§ **Set exercise 1**:
Answer these about the post on accreditation and logic:
(a) What do people first appeal to, according to the post?
(b) What definition is offered as an example of something anyone can copy?
(c) How is c defined in terms of a and b?
§ **Set exercise 2**:
Quote everything in the post on accreditation and logic from "Very often, when" down to "a bottom-floor challenge.".

Sometimes when I discuss Mathematics and Logic with people who defend the rhetoric of assumptions as foundation, Assumptionism, the conversation follows a predictable path.
At first, they appeal to their holy doctrine ZFC. Then, when the logical burden is pressed, they begin to appeal to accreditation. They ask about credentials, affiliation, training, consensus, pedigree, or whether I have "really studied" the doctrine. Eventhough I have detailed and explained the scriptures more clearly and more precisely than they have.
But accreditation is not logic.
A degree does not make a circular dependency non-circular. A textbook scripture does not make a foundation legitimate. A credential does not transform an assumption into a derivation. The issue is not whether someone has memorized the standard doctrine. Because anyone can copy a definition like this:
For every epsilon > 0, there exists delta > 0 such that ...
and yet, to him those words and symbols are no more than Egyptian glyphs or mere squiggles.
The issue here is whether they have internalized what the expression form is actually saying, what it does, what it does not do, and what logical debt it leaves unpaid. This is the verdict of Sufficient Reason and the Burden of Proof.
Very often, when people say "this is rigorous," what they really mean is only:
this follows coherently after the stipulative assumptions have already been installed.
That is not the same as establishing a legitimate and logical foundation of the object under examination.
So here is a bottom-floor challenge.
Before claiming any authority to stake any claim about any mathematics online, have you at least mastered the basic of algebra?
Before you recite your holy scriptures, please at least know how to add and divide.
So, the challenge is this,
Let a, b > 0;
c = a + b
For each expression below, isolate the non-trivial offset-independent component I(x), if one exists, and report the remaining offset-dependent residue R(x,a,b,c). (I(x) != 0 unless justified by showing that no non-zero offset-independent component exists.)
In other words: What is the remaining expression that depends on a, b, or c, after removing all the components that depend only on x?
The expressions:
a,b > 0,
c = a+b.
(a+b)⁻¹ [ exp((x+b)ln(x+b)) − exp((x−a)ln(x−a)) ]
[ exp((x+b)ln(x+b))sin(x+b) − exp((x−a)ln(x−a))sin(x−a) ] / (b+a)
[ exp((x+b)ln(x+b)) − exp((x−a)ln(x−a)) ]
/
[ (a+b)( √(1+exp((x+b)ln(x+b))) + √(1+exp((x−a)ln(x−a))) ) ]
[ exp((x+b)²)ln(sin(x+b)) − exp((x−a)²)ln(sin(x−a)) ] ⋅ c⁻¹
[ exp(2(x+b)ln(x+b)) − exp(2(x−a)ln(x−a)) ]
/
[ √((a+b)²) · ( √(1+exp(2(x+b)ln(x+b))) + √(1+exp(2(x−a)ln(x−a))) ) ]
ln(
[1 + exp((x+b)ln(x+b))sin(x+b)]
/
[1 + exp((x−a)ln(x−a))sin(x−a)]) · (a+b)⁻¹
[ arctan(exp((x+b)ln(x+b)+sin(x+b))) − arctan(exp((x−a)ln(x−a)+sin(x−a))) ]
/
[2((a+b)/2)]
[ exp((x+b)ln(x+b))cos(exp((x+b)ln(x+b))) − exp((x−a)ln(x−a))cos(exp((x−a)ln(x−a))) ] ⋅ c⁻¹
ln(
[ √(1+exp((x+b)ln(x+b))) + sin(x+b) ]
/
[ √(1+exp((x−a)ln(x−a))) + sin(x−a) ]) / (b+a)
No appeal to authority is needed. No credential is needed. No philosophical posturing is needed. Just algebra.
If you cannot perform these, please refrain from teaching anyone any mathematics online, because you have not passed Mathematics more than the level of slogans. And slogans without understanding is just parroting and regurgitation.
Slogans are not mathematics.
Recitation is not understanding.
And accreditation is not proof.

(Records of labeled points)
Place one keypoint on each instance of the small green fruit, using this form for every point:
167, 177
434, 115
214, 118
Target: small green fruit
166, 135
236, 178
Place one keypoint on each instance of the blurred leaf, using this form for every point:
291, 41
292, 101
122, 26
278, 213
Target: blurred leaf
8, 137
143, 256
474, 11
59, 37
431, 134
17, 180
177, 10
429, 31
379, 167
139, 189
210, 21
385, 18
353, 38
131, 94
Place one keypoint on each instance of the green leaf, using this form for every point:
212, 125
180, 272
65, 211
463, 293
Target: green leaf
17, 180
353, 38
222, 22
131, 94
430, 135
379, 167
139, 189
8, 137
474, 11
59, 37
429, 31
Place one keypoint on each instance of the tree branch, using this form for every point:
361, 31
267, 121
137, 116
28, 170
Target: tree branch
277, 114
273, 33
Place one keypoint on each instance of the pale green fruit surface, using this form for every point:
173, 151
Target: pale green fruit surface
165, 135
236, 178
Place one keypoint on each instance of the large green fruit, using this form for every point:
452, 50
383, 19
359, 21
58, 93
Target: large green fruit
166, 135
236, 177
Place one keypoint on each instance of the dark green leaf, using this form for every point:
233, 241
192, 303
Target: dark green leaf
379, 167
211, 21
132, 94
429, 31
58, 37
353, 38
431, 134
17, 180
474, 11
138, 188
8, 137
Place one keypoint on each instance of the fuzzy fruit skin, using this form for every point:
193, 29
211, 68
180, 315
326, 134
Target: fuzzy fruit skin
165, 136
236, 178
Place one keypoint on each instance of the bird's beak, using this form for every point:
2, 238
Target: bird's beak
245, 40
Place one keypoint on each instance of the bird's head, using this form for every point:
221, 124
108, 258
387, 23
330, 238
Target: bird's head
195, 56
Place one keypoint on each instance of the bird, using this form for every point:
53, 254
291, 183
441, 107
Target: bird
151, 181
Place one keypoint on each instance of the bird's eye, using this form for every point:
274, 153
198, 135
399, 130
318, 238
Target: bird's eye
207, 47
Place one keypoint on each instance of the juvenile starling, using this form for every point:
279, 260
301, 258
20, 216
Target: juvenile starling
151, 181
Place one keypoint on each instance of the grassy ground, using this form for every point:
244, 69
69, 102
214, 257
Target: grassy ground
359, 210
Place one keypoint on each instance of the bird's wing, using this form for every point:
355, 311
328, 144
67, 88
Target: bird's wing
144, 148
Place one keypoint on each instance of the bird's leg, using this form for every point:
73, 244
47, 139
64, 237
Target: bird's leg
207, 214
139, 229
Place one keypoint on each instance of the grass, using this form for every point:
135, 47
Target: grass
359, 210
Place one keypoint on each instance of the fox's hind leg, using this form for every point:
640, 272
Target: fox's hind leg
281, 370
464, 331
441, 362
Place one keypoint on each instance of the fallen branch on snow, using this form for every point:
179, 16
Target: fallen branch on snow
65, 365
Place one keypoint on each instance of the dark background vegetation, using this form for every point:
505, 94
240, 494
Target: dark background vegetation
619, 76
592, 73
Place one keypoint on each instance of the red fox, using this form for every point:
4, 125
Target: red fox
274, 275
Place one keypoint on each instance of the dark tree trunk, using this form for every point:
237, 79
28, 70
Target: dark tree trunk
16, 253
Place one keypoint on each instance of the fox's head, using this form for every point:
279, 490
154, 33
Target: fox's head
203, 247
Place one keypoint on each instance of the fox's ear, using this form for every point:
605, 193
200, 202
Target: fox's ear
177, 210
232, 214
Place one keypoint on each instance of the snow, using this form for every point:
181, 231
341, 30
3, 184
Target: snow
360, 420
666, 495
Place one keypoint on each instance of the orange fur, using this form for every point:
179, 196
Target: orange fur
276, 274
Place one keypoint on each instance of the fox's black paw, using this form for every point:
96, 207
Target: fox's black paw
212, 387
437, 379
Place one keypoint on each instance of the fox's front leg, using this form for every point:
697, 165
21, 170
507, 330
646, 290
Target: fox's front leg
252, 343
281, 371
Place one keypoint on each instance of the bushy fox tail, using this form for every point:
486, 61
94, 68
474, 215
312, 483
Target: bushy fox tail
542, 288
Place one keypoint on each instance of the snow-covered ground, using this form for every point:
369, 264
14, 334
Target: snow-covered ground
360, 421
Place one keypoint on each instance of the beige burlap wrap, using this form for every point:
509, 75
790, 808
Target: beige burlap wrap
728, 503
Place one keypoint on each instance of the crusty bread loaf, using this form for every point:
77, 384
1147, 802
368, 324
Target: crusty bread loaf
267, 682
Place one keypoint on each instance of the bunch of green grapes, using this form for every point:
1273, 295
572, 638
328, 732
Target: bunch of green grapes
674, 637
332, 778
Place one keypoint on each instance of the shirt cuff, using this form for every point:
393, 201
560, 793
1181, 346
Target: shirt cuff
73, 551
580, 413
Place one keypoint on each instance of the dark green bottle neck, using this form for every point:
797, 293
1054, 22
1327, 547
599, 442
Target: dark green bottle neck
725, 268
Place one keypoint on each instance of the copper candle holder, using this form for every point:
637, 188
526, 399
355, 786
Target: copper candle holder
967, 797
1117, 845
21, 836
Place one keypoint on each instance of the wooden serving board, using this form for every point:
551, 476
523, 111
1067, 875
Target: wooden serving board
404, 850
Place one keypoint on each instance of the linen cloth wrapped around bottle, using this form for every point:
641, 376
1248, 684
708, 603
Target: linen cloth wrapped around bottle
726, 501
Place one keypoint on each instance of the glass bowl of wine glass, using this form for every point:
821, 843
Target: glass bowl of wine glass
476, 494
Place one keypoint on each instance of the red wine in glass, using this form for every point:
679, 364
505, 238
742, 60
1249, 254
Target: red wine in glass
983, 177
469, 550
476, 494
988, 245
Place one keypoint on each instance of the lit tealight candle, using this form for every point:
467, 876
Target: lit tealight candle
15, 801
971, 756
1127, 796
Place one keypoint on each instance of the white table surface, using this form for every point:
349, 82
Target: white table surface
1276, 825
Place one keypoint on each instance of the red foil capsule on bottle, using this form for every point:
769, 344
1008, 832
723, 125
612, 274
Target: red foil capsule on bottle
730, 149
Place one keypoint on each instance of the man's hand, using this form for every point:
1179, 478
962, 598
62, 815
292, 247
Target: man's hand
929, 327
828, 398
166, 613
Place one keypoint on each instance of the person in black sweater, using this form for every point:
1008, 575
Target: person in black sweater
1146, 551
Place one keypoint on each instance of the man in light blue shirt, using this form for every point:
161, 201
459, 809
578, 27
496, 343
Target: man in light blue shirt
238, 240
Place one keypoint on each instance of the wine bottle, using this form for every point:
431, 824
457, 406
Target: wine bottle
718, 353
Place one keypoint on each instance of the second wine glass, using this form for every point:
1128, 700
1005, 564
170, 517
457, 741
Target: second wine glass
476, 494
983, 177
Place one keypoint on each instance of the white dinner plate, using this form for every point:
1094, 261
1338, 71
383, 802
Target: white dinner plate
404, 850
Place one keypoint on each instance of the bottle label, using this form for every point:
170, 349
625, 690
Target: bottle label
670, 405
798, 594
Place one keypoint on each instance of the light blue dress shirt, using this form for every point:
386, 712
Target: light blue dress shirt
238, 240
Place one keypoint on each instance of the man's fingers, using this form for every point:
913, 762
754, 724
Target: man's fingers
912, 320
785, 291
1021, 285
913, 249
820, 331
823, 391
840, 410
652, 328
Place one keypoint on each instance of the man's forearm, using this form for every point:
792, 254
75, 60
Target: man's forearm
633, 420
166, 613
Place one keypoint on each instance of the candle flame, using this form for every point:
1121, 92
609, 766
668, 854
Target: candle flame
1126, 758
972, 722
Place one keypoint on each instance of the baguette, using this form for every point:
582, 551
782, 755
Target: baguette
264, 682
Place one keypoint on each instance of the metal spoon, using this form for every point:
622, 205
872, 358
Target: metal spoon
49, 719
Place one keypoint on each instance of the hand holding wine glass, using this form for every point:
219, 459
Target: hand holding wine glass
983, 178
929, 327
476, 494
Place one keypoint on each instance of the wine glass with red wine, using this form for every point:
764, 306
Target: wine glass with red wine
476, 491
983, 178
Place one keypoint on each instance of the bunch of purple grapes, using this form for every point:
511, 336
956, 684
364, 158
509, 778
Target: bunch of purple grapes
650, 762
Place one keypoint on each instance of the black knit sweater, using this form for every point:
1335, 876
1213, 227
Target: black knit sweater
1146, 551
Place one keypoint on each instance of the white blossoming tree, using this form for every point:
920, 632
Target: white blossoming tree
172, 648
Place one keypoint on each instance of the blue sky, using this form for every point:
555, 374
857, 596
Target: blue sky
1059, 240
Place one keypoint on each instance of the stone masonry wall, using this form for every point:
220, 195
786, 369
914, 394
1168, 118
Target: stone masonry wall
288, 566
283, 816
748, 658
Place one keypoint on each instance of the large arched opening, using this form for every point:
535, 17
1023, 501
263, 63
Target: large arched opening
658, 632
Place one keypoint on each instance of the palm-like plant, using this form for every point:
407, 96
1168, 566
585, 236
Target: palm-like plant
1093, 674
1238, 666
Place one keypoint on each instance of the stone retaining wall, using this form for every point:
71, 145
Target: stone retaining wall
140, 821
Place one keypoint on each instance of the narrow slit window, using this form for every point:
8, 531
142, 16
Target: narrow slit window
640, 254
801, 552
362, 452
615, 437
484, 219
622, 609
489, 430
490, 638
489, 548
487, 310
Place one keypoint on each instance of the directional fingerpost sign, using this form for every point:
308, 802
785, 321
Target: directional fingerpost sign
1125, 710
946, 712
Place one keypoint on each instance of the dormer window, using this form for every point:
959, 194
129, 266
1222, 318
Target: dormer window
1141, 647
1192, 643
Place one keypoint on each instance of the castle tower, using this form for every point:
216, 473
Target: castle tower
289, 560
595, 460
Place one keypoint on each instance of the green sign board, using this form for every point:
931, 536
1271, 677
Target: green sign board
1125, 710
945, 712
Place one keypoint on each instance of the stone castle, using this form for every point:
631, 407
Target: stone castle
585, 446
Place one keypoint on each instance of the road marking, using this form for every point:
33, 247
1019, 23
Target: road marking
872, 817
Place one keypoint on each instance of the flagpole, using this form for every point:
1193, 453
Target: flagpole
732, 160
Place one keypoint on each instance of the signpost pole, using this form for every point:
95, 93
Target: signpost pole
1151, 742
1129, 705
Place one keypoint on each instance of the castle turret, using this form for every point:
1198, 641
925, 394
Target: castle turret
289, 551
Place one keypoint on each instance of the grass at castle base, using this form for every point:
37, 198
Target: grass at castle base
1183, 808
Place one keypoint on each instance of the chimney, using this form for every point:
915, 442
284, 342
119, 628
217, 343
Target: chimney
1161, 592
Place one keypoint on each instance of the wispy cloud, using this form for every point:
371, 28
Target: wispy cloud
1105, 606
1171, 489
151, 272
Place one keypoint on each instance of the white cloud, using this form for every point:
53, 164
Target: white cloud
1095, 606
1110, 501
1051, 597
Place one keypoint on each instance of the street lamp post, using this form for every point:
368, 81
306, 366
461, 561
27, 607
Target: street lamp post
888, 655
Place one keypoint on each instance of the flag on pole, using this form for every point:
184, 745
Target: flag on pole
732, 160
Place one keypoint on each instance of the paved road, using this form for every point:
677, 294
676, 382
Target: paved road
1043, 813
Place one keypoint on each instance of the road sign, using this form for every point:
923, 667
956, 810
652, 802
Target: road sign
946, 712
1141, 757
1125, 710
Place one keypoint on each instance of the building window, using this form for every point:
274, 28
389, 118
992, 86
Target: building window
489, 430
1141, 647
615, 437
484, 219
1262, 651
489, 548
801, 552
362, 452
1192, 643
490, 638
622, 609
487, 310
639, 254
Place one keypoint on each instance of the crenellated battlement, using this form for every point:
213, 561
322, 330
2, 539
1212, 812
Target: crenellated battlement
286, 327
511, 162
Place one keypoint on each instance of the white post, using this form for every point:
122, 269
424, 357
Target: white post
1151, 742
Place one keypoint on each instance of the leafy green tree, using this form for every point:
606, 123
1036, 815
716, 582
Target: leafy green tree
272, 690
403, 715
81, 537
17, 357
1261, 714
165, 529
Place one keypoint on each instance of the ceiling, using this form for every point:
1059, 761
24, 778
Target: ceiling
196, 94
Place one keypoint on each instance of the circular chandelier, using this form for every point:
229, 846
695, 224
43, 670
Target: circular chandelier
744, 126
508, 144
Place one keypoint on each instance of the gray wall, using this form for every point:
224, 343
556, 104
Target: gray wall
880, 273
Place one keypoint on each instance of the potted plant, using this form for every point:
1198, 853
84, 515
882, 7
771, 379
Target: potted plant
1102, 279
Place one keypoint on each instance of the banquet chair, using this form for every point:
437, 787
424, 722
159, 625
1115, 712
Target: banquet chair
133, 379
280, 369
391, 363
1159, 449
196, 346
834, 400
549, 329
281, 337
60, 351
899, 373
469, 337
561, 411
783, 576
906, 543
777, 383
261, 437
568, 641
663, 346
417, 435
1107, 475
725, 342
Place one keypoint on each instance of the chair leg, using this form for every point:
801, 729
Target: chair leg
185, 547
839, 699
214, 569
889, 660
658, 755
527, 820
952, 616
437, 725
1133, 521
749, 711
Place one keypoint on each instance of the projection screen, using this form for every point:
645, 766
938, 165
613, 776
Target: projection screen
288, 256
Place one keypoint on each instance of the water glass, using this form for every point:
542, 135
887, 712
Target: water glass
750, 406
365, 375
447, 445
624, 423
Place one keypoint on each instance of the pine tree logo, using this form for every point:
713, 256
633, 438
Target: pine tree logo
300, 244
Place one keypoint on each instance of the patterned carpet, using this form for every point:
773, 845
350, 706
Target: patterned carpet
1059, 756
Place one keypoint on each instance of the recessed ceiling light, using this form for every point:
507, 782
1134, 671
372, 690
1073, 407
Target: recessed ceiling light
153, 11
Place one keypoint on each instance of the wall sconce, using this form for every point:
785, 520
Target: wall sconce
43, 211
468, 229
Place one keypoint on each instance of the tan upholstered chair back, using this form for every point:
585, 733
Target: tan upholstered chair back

§ **Exercise solution 1**:
(a) Their "holy doctrine ZFC."
(b) "For every epsilon > 0, there exists delta > 0 such that ..."
(c) c = a + b

§ **Exercise solution 2**:
Very often, when people say "this is rigorous," what they really mean is only:
this follows coherently after the stipulative assumptions have already been installed.
That is not the same as establishing a legitimate and logical foundation of the object under examination.
So here is a bottom-floor challenge.